>> Begin RECORDED INFORMATION
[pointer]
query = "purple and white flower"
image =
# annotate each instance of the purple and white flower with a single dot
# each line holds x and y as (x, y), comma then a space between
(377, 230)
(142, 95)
>> End RECORDED INFORMATION
### TASK OBJECTIVE
Rescale the data above by repeating all of its lines, requests included, with each x and y coordinate in the answers multiplied by 0.2 and rounded to the nearest whole number, halves going up.

### RESULT OF THIS TASK
[pointer]
query = "purple and white flower"
image =
# annotate each instance of the purple and white flower with a single dot
# each line holds x and y as (x, y), comma then a space between
(75, 46)
(28, 19)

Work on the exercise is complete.